**Exercise brief:** Starting from the line containing "Could you please locate the pine cone", write out every remaining line exactly, the last one included.

**Entries:**
◆ ◆ ◆ ◆ ◆ ◆ ◆

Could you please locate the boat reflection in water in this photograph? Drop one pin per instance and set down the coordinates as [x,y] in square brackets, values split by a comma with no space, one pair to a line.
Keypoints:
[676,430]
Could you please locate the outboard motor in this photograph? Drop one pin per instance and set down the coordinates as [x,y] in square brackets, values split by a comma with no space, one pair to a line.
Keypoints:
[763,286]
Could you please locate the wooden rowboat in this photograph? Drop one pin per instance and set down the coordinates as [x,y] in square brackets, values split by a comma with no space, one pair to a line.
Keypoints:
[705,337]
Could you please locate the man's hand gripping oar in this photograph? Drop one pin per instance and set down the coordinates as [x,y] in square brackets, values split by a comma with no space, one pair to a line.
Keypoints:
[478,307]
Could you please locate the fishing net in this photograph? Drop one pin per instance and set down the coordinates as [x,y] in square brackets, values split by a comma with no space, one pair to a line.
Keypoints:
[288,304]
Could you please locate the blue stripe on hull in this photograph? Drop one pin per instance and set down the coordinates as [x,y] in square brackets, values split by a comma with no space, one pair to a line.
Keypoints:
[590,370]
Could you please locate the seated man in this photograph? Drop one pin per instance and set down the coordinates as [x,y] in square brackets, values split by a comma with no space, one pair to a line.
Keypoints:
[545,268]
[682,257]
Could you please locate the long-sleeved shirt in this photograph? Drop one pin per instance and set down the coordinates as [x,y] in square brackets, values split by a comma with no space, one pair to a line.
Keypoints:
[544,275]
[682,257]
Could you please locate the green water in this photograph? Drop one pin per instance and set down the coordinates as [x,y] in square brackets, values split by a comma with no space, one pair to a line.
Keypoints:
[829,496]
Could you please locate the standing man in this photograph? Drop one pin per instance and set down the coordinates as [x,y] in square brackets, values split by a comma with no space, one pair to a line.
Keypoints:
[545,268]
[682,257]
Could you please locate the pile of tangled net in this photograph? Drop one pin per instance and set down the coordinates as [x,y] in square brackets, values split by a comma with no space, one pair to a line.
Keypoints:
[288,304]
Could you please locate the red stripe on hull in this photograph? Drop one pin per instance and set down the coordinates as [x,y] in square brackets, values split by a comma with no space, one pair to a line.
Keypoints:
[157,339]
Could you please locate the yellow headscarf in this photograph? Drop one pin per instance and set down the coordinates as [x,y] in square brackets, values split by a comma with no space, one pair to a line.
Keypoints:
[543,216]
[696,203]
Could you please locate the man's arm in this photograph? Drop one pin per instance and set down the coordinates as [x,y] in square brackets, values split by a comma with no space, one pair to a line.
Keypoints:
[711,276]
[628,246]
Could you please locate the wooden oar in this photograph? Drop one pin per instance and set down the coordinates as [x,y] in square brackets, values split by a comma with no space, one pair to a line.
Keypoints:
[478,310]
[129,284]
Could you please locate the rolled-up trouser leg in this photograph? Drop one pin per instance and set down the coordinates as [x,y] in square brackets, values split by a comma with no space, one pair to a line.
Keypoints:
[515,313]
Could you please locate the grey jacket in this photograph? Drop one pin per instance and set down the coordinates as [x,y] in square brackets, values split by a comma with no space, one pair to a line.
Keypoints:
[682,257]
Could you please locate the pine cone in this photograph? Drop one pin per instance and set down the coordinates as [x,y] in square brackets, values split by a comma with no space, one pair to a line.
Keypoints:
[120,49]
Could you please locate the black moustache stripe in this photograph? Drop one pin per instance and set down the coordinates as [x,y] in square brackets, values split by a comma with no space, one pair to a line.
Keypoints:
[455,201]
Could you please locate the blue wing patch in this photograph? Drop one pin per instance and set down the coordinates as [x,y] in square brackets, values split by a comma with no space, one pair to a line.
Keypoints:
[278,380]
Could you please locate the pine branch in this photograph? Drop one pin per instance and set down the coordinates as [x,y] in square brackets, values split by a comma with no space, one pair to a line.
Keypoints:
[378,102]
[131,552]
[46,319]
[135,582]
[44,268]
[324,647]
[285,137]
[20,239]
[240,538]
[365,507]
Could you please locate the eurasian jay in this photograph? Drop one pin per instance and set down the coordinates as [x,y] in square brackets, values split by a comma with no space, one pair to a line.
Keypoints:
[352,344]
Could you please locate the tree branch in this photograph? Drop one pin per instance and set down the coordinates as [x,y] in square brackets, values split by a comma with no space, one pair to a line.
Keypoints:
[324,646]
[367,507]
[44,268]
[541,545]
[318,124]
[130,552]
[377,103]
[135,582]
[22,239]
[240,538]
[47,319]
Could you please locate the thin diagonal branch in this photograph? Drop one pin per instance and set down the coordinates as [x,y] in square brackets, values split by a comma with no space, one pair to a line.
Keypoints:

◆ ◆ ◆ ◆ ◆ ◆ ◆

**Finished task:**
Could you please locate the pine cone in this photograph? Drop one pin per instance and set down the coordinates as [x,y] in square brackets, values split by a comma with no space, one pair to a line.
Keypoints:
[120,49]
Could you please locate the black moustache stripe in this photograph? Drop one pin per instance and set down the coordinates as [x,y] in square brackets, values split by a comma with no space, one pair to a line.
Keypoints:
[455,201]
Could you please locate the blue wing patch in this photograph? Drop one pin per instance and set down the coordinates as [x,y] in square brackets, values split by a comma with no space, one pair to a line.
Keypoints:
[278,380]
Could you please locate the pine branch in this photograph? Drop one pin per instance and set down the coordinates as [x,y] in square brackets, values split by a comma with no space, one pair to a line.
Keypoints:
[378,102]
[131,552]
[46,319]
[135,582]
[44,268]
[324,647]
[285,137]
[20,239]
[240,538]
[365,507]
Could you please locate the eurasian jay in this photograph? Drop one pin per instance and set down the coordinates as [x,y] in square brackets, values split by a comma with no space, one pair to a line.
Keypoints:
[352,344]
Could you please locate the tree branch in this photograph? Drop one pin per instance and set down the coordinates as [x,y] in square brackets, values split by a comma with no space, one pair to a line.
Keypoints:
[324,646]
[367,507]
[44,268]
[541,545]
[318,124]
[130,552]
[377,103]
[135,582]
[22,239]
[240,538]
[47,319]
Could you please locate the thin diagonal branch in this photograph? Drop one pin per instance and set down the coordinates as [x,y] in square brackets, values split by a comma with no space, one pair to a line.
Keypoints:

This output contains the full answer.